TASK LIST:
(1) In the Amy Olson profile, how many collegiate events did she win at North Dakota State University?
(2) Put this sentence from the Amy Olson profile into Spanish: "She was home schooled through high school."
(3) Using the Amy Olson profile, explain why her 20 collegiate wins count as an NCAA record.

SOURCE PASSAGE:
+++++

Personal information
- Born: July 10, 1992 (age 33) Oxbow, North Dakota
- Height: 5 ft 9 in (1.75 m)
- Sporting nationality: United States
- Residence: Fargo, North Dakota
- Spouse: Grant Olson
- Children: 1

Career
- College: North Dakota State University
- Turned professional: 2013
- Former tour: LPGA Tour (joined 2013)

Number of wins by tour
- LPGA Tour: 0

Best results in LPGA major championships
- Chevron Championship: T9: 2018
- Women's PGA C'ship: T18: 2018
- U.S. Women's Open: T2: 2020
- Women's British Open: T28: 2018
- Evian Championship: T2: 2018

= Amy Olson =

American professional golfer (born 1992)

Amy Olson née Anderson (born July 10, 1992) is an American professional golfer. She played on the LPGA Tour from 2013 to 2023. She turned professional in 2013 after her collegiate career at North Dakota State University where she won an NCAA record 20 collegiate events.

==Early life==
Anderson was born in 1992 in Oxbow, North Dakota to Mark and Twyla Anderson. She started playing golf at age two and won numerous local, state, and regional competitions. her most notable win coming in 2009 at the U.S. Girl's Junior at Trump National Golf Club Bedminster. In 2011, she was the first woman to compete in the KX Bank of the West Amateur Tournament.

She has one sibling, Nathan Anderson, who competed on North Dakota State University's men's golf team. She was home schooled through high school.

==Amateur career==
Anderson competed at North Dakota State University (NDSU) where she led the women's golf program in scoring each of her four years. She qualified for the 2011 U.S. Women's Open while in college and held the first-round lead at The Broadmoor. She won 20 collegiate events, which beat Juli Inkster's NCAA record of 17 events.

In addition to her performance on the golf course, Anderson held a 3.97 GPA in accounting and won the Elite 89 Award as a sophomore, being the student-athlete with the highest GPA (4.0) at the national championship.

+++++

PROVIDED MATERIAL:
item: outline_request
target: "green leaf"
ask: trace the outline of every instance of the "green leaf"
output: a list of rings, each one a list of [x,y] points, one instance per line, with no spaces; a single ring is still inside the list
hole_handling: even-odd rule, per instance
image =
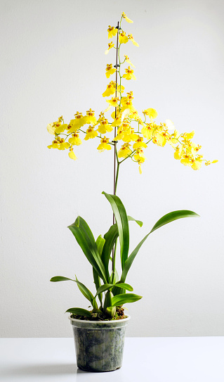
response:
[[[70,307],[65,312],[65,313],[68,312],[72,313],[73,314],[79,314],[79,316],[84,316],[86,317],[92,317],[91,312],[86,309],[81,309],[81,307]]]
[[[136,220],[133,217],[131,217],[131,216],[128,216],[128,219],[129,221],[136,222],[137,224],[138,224],[140,227],[143,227],[143,222],[140,222],[140,220]]]
[[[101,259],[104,264],[107,273],[109,274],[109,261],[112,250],[115,244],[116,240],[118,238],[117,225],[113,224],[110,227],[110,229],[104,235],[105,244],[102,250]]]
[[[109,275],[106,274],[105,266],[98,253],[93,235],[86,222],[80,216],[74,223],[68,227],[74,236],[78,244],[81,248],[87,260],[95,269],[103,282],[109,281]]]
[[[133,290],[132,286],[129,284],[120,283],[119,281],[118,283],[116,283],[114,286],[116,286],[117,288],[122,288],[124,289],[126,289],[126,291],[129,291],[130,292],[132,292],[132,291]]]
[[[96,241],[95,241],[97,249],[98,250],[98,253],[100,257],[102,255],[102,250],[103,250],[105,242],[105,239],[103,238],[101,235],[100,235],[97,238]],[[107,274],[107,271],[106,271],[106,274]],[[95,288],[96,290],[98,290],[98,288],[100,288],[100,286],[101,286],[100,278],[98,276],[98,273],[96,272],[95,269],[94,269],[93,267],[93,280],[94,280],[94,284],[95,285]],[[98,298],[100,303],[100,305],[102,305],[102,298],[103,298],[102,293],[100,293],[98,295]]]
[[[112,282],[112,278],[113,278],[113,274],[112,273],[111,275],[110,275],[110,279],[111,283]],[[118,274],[117,270],[115,268],[115,272],[114,272],[114,276],[113,282],[114,282],[114,284],[116,284],[118,281],[119,281],[119,274]]]
[[[79,291],[82,293],[84,296],[85,296],[85,298],[87,298],[87,300],[88,300],[88,301],[91,303],[91,304],[93,304],[93,300],[94,298],[93,295],[84,284],[81,283],[77,279],[73,280],[72,279],[68,279],[67,277],[63,277],[62,276],[55,276],[54,277],[52,277],[52,279],[51,279],[50,281],[67,281],[67,280],[77,283]]]
[[[142,222],[140,220],[136,220],[133,217],[128,216],[128,219],[133,222],[136,222],[140,227],[143,225]],[[140,225],[141,224],[141,225]],[[118,238],[118,229],[117,224],[115,223],[110,227],[109,231],[104,235],[104,238],[105,240],[105,245],[102,251],[102,261],[105,267],[106,272],[108,269],[108,265],[110,259],[112,261],[112,258],[110,257],[110,254],[112,253],[112,248],[116,243],[116,241]],[[109,270],[108,270],[109,272]],[[117,279],[117,281],[119,280],[119,278]],[[111,281],[111,279],[110,279]]]
[[[161,227],[167,224],[168,223],[170,223],[171,222],[173,222],[173,220],[176,220],[177,219],[182,219],[183,217],[192,217],[193,216],[199,216],[196,212],[193,212],[193,211],[189,211],[188,210],[180,210],[179,211],[173,211],[172,212],[169,212],[169,214],[164,215],[158,222],[156,222],[154,226],[152,228],[150,234],[152,234],[153,231],[155,231],[158,228],[160,228]]]
[[[112,307],[117,307],[126,304],[127,303],[135,303],[138,301],[143,296],[138,295],[134,295],[133,293],[124,293],[121,295],[117,295],[112,298]]]
[[[138,250],[140,250],[140,247],[142,246],[143,243],[145,241],[148,236],[150,234],[152,234],[152,232],[153,232],[158,228],[165,224],[167,224],[168,223],[170,223],[171,222],[173,222],[173,220],[176,220],[177,219],[181,219],[182,217],[197,217],[197,216],[199,216],[199,215],[196,214],[195,212],[193,212],[192,211],[189,211],[187,210],[180,210],[180,211],[173,211],[172,212],[169,212],[169,214],[165,215],[161,219],[159,219],[159,220],[158,220],[158,222],[153,226],[150,232],[147,234],[146,236],[144,237],[144,238],[138,244],[137,247],[131,253],[130,256],[129,256],[124,267],[124,269],[123,269],[121,277],[121,281],[123,283],[125,281],[127,273],[129,270],[130,269],[131,266]]]
[[[101,282],[100,282],[100,279],[98,276],[98,274],[97,273],[95,269],[94,269],[93,267],[93,275],[94,284],[95,285],[95,289],[98,290],[100,288],[100,286],[101,286]],[[98,295],[98,298],[100,303],[100,305],[102,305],[102,297],[103,295],[101,293]]]
[[[98,295],[100,293],[103,293],[103,292],[105,292],[106,291],[109,291],[111,288],[112,288],[114,286],[112,284],[105,284],[104,285],[102,285],[98,288],[96,292],[96,295]]]
[[[96,239],[95,244],[97,246],[97,249],[98,250],[100,256],[101,256],[102,255],[102,250],[103,250],[105,242],[105,239],[103,237],[102,237],[102,235],[100,235]]]
[[[121,200],[118,196],[116,195],[110,195],[104,191],[102,193],[105,196],[110,203],[115,216],[119,232],[121,262],[123,269],[124,263],[128,258],[129,249],[129,227],[127,214]]]
[[[88,288],[86,288],[86,286],[84,286],[84,284],[80,283],[80,281],[79,281],[79,280],[77,278],[77,276],[75,276],[75,279],[76,279],[74,281],[76,281],[76,282],[77,283],[78,288],[79,288],[80,292],[84,295],[84,296],[86,298],[87,298],[87,300],[88,300],[88,301],[90,301],[91,303],[91,304],[93,304],[93,298],[94,298],[93,295],[88,289]]]
[[[131,285],[125,283],[117,283],[116,284],[105,284],[104,285],[102,285],[102,286],[100,286],[100,288],[98,289],[96,292],[96,295],[98,295],[100,293],[103,293],[103,292],[105,292],[106,291],[109,291],[111,289],[111,288],[115,286],[120,288],[126,289],[127,291],[133,291],[133,288]]]
[[[50,281],[52,281],[53,283],[56,283],[58,281],[67,281],[67,280],[70,280],[71,281],[75,281],[75,280],[72,280],[72,279],[68,279],[67,277],[64,277],[63,276],[55,276],[54,277],[51,277]]]

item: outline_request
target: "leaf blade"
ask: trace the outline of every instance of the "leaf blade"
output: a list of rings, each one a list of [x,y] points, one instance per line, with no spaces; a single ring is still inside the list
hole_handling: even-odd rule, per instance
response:
[[[89,291],[89,289],[88,289],[88,288],[86,288],[86,286],[84,284],[79,281],[77,279],[76,280],[73,280],[73,279],[69,279],[68,277],[64,277],[63,276],[55,276],[54,277],[52,277],[50,281],[58,282],[58,281],[67,281],[68,280],[70,281],[74,281],[75,283],[77,283],[80,292],[84,295],[84,296],[86,298],[87,298],[88,301],[91,303],[91,304],[93,304],[93,300],[94,298],[93,295]]]
[[[193,211],[190,211],[188,210],[180,210],[178,211],[173,211],[172,212],[169,212],[165,215],[164,215],[161,219],[159,219],[156,224],[153,226],[152,229],[151,229],[150,232],[147,234],[143,240],[138,244],[138,246],[136,247],[136,248],[133,250],[133,252],[131,253],[131,255],[127,258],[126,263],[124,267],[124,269],[122,271],[122,274],[121,277],[121,281],[124,283],[127,273],[129,270],[131,268],[131,266],[138,252],[140,247],[143,244],[143,243],[145,241],[148,236],[152,234],[154,231],[157,229],[158,228],[160,228],[161,227],[170,223],[171,222],[173,222],[174,220],[176,220],[177,219],[181,219],[183,217],[197,217],[199,216],[196,212],[194,212]]]
[[[102,193],[105,196],[110,203],[115,216],[119,232],[121,262],[123,269],[124,263],[128,258],[129,249],[129,226],[127,214],[121,200],[118,196],[107,193],[105,191]]]
[[[143,296],[135,295],[133,293],[124,293],[121,295],[117,295],[112,297],[112,306],[119,306],[123,305],[123,304],[126,304],[128,303],[135,303],[140,300]]]
[[[107,279],[108,279],[108,275],[106,274],[104,265],[97,249],[94,236],[86,222],[79,216],[68,228],[74,236],[76,241],[81,248],[88,262],[105,283]]]

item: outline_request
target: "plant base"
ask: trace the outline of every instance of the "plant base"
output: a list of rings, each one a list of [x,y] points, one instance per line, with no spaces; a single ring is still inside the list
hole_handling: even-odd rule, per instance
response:
[[[85,371],[112,371],[121,367],[126,319],[83,321],[69,317],[73,328],[77,367]]]

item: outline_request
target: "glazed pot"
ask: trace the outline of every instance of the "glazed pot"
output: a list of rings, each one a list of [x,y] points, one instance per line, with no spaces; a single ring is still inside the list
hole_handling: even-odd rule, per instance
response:
[[[130,316],[112,321],[69,317],[73,328],[77,367],[85,371],[112,371],[122,365],[126,327]]]

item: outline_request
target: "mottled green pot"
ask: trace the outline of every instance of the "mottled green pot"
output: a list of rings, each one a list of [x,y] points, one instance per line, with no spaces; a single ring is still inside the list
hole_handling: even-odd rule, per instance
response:
[[[127,318],[83,321],[71,317],[77,367],[85,371],[112,371],[122,365]]]

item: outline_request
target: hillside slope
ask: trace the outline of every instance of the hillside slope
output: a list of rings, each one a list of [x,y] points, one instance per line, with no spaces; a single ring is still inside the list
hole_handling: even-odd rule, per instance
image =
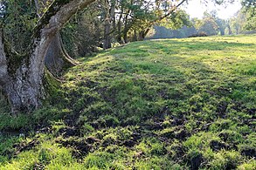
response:
[[[256,168],[255,35],[137,42],[80,62],[45,108],[1,108],[12,132],[0,169]]]

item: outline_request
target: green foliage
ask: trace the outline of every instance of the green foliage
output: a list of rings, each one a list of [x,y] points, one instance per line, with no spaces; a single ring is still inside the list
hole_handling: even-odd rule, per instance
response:
[[[255,48],[255,35],[194,37],[81,58],[51,91],[65,103],[2,114],[2,129],[50,126],[0,138],[0,169],[254,169]]]

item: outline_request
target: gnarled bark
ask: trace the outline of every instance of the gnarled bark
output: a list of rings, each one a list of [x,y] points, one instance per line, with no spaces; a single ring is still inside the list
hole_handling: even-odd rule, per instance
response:
[[[11,52],[0,38],[0,85],[13,112],[38,108],[44,99],[45,57],[56,33],[77,12],[94,0],[55,0],[35,28],[27,55],[13,62]],[[17,68],[13,71],[13,68]]]

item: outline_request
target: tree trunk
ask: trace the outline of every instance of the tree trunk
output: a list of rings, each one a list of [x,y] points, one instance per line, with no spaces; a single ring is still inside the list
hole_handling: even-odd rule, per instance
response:
[[[41,105],[45,97],[45,57],[56,33],[79,10],[94,0],[55,0],[34,30],[31,50],[25,56],[13,54],[0,36],[0,85],[11,111],[30,112]]]
[[[52,0],[34,0],[34,2],[37,14],[40,18],[44,14],[44,9],[48,7],[47,2],[52,3]],[[49,44],[45,65],[50,72],[57,77],[61,75],[66,68],[76,65],[76,62],[66,51],[59,31]]]
[[[77,65],[66,51],[59,32],[53,37],[49,44],[45,65],[54,76],[59,76],[66,68]]]

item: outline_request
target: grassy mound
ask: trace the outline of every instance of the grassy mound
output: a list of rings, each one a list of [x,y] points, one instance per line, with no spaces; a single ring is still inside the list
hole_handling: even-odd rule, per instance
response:
[[[255,37],[137,42],[81,59],[45,108],[0,115],[0,129],[21,131],[0,136],[0,169],[255,169]]]

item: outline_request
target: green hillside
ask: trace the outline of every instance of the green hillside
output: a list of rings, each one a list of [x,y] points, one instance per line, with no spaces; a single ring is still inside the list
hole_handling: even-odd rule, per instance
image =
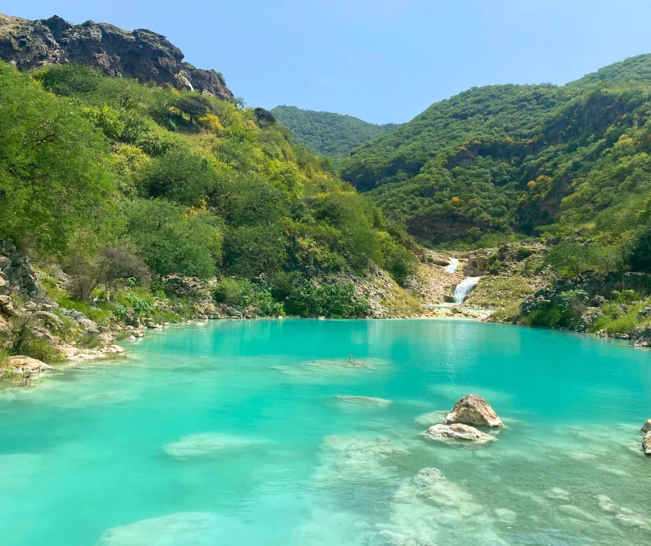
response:
[[[375,125],[352,116],[295,106],[276,106],[271,112],[308,152],[330,156],[335,161],[348,157],[356,146],[400,127],[395,123]]]
[[[623,245],[650,209],[650,76],[645,55],[563,87],[473,88],[356,148],[341,174],[435,244],[547,233]]]
[[[272,294],[267,312],[321,315],[310,279],[373,261],[401,280],[415,261],[371,200],[266,110],[84,66],[0,62],[0,240],[43,259],[112,264],[143,283],[230,277],[228,294],[252,281]]]

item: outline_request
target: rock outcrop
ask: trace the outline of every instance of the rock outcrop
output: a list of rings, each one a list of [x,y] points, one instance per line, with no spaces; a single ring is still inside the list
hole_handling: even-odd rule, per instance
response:
[[[51,366],[48,366],[45,362],[37,360],[35,358],[30,358],[28,356],[10,356],[7,358],[7,364],[14,371],[19,373],[34,373],[39,371],[48,371],[53,370]]]
[[[221,73],[195,68],[183,58],[165,36],[146,29],[123,30],[93,21],[73,25],[57,15],[29,21],[0,14],[0,58],[19,70],[88,64],[107,76],[177,89],[191,87],[224,100],[233,98]]]
[[[11,293],[25,299],[38,297],[36,272],[26,254],[10,243],[0,241],[0,297],[8,297]],[[8,302],[8,299],[0,299],[0,308],[11,315],[13,310]]]
[[[469,440],[477,443],[484,443],[496,439],[494,437],[482,432],[468,425],[454,423],[447,425],[434,425],[428,428],[422,436],[431,440]]]
[[[642,440],[642,449],[644,450],[644,455],[651,457],[651,432],[647,432]]]
[[[443,422],[446,425],[460,423],[475,427],[503,426],[490,404],[477,394],[467,394],[458,400]]]

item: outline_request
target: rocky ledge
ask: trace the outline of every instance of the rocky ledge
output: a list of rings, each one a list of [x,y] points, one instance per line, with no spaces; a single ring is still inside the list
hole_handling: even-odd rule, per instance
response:
[[[123,30],[93,21],[73,25],[57,15],[30,21],[0,14],[0,58],[20,71],[87,64],[107,76],[233,98],[221,73],[184,62],[183,53],[165,36],[143,28]]]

+++++

EXERCISE RESULTS:
(1) She won 20 collegiate events, an NCAA record.

(2) Recibió educación en casa hasta terminar la preparatoria.

(3) Her 20 collegiate wins beat Juli Inkster's NCAA record of 17 events, so her total became the new record.